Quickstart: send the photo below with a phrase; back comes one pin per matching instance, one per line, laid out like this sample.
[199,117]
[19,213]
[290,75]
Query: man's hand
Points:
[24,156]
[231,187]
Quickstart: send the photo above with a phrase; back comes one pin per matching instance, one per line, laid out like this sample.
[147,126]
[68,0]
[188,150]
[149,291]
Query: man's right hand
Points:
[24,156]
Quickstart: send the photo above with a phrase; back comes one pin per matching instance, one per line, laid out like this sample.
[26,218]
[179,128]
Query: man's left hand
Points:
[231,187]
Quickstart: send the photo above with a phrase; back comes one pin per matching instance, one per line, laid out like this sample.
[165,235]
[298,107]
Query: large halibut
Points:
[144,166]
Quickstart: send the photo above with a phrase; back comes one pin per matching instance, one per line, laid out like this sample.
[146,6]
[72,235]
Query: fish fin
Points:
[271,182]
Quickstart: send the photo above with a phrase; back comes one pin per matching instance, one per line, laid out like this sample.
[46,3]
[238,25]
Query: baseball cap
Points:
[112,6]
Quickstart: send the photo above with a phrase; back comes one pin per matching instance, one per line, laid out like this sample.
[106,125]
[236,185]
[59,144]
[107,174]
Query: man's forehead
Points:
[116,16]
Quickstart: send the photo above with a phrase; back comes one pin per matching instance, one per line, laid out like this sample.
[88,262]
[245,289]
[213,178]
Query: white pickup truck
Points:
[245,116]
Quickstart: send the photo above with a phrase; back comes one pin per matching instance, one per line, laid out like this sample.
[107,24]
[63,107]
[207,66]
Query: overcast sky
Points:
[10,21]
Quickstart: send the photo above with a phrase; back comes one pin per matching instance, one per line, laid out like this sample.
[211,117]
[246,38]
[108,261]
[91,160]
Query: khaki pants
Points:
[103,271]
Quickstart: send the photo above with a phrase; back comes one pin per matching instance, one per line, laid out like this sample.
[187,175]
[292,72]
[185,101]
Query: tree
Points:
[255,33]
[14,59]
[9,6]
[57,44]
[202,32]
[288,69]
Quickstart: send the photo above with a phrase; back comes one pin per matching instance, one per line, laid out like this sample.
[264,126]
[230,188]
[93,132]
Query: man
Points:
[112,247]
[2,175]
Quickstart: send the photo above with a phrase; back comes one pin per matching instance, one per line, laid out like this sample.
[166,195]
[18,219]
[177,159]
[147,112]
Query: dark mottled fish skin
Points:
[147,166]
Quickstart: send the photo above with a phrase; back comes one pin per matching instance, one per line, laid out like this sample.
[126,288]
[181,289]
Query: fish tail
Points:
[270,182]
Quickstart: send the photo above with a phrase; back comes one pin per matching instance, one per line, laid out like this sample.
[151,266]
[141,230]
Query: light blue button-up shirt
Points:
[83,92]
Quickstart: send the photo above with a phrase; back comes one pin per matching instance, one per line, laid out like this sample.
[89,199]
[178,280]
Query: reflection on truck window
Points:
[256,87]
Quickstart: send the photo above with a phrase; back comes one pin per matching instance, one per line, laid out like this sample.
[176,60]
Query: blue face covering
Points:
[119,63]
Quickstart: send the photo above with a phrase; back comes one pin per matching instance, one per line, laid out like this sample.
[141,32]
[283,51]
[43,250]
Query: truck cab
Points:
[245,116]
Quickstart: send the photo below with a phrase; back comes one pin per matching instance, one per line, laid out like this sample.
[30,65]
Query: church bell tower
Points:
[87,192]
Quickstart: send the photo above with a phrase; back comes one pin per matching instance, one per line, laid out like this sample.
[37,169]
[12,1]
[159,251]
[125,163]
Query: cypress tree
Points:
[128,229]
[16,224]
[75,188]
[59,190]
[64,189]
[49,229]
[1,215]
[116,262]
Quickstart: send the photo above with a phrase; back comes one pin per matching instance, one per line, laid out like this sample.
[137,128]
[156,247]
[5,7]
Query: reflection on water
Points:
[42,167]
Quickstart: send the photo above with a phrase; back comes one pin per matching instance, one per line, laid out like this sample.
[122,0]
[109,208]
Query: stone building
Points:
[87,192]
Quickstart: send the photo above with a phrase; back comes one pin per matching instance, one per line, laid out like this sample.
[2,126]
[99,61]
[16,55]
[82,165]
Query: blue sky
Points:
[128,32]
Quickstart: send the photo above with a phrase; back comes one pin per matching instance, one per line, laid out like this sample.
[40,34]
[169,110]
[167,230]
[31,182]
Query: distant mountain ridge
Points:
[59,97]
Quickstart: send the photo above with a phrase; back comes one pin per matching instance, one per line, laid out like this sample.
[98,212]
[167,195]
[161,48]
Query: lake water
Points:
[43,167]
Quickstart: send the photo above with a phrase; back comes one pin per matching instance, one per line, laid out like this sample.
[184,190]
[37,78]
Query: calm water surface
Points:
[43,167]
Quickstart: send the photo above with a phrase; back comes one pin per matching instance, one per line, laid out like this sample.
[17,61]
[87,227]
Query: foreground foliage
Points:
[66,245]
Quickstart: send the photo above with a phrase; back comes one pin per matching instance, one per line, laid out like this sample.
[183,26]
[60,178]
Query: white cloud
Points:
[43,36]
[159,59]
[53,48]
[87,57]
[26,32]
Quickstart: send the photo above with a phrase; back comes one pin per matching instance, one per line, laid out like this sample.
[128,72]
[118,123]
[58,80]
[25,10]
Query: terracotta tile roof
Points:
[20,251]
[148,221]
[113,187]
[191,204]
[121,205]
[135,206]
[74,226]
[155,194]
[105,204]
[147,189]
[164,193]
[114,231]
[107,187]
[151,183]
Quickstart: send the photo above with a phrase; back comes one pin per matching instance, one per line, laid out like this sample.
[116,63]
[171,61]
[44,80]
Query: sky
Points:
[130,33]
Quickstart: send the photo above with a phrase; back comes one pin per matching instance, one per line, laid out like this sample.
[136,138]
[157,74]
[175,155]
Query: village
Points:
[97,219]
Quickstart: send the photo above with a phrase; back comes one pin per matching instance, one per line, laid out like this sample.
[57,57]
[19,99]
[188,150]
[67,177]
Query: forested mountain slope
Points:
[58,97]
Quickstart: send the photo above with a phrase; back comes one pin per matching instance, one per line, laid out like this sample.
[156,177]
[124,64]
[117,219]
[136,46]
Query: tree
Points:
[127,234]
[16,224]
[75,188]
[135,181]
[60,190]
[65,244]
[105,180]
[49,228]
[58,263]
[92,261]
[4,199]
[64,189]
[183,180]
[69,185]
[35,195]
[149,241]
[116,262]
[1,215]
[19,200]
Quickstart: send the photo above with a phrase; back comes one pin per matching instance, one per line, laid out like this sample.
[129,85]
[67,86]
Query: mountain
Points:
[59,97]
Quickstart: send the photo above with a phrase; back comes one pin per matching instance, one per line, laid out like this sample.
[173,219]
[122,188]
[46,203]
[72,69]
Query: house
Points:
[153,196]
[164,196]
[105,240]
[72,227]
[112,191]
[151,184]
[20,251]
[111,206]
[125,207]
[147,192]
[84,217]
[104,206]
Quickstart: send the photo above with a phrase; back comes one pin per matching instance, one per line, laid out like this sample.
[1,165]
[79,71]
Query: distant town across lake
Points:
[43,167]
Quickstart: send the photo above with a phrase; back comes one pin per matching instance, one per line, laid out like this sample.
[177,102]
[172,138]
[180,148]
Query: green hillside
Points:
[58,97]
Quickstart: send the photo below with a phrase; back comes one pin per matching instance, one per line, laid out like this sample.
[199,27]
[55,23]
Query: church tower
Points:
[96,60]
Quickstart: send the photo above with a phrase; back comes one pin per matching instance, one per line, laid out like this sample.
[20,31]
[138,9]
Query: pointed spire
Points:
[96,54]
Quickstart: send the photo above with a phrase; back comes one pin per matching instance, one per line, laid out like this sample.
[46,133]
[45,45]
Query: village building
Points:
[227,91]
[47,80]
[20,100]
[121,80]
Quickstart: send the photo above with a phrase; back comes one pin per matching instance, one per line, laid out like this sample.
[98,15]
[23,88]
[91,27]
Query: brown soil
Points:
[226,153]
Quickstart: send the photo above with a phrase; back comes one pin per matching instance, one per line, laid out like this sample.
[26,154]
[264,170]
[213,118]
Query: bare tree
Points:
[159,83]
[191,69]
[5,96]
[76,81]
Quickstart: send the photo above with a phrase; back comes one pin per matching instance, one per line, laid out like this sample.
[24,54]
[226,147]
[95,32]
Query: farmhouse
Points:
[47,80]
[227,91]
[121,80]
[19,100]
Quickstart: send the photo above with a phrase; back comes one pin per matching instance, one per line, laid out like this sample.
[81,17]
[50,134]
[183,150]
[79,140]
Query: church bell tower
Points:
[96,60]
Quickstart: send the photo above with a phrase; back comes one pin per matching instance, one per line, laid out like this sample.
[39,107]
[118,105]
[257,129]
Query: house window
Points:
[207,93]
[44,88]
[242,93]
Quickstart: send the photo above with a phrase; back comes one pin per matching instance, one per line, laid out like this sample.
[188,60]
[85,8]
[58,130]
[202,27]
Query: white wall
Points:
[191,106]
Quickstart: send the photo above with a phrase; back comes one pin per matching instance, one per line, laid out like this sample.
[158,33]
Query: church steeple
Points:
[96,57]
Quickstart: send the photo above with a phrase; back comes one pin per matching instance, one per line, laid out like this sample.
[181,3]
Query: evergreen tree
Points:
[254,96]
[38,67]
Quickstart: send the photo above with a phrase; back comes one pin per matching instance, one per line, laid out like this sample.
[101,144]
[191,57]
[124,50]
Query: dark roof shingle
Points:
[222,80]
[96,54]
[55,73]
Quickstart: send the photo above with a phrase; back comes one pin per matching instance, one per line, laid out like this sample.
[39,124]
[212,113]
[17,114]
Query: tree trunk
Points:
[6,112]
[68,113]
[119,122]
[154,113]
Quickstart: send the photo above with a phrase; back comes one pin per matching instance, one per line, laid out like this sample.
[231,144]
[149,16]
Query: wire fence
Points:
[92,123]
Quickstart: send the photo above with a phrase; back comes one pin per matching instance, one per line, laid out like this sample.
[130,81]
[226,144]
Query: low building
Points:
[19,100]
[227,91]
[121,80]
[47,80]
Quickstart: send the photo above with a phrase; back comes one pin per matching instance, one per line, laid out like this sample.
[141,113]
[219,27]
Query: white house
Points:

◆ **WHAT THE EXERCISE ASKS**
Your output should be an exact copy of the lines from the top of the listing above to the line with "Query: man's right hand", both ends included.

◆ **FINISHED EXERCISE**
Quickstart: send the photo below with a phrase; back comes one pin per matching instance, one per line, laid out like this sample.
[199,117]
[19,213]
[290,75]
Query: man's hand
Points:
[24,156]
[231,187]
Quickstart: send the photo above with a phrase; back comes one pin per matching instance, one per line, laid out like this sample.
[147,126]
[68,0]
[188,150]
[149,291]
Query: man's right hand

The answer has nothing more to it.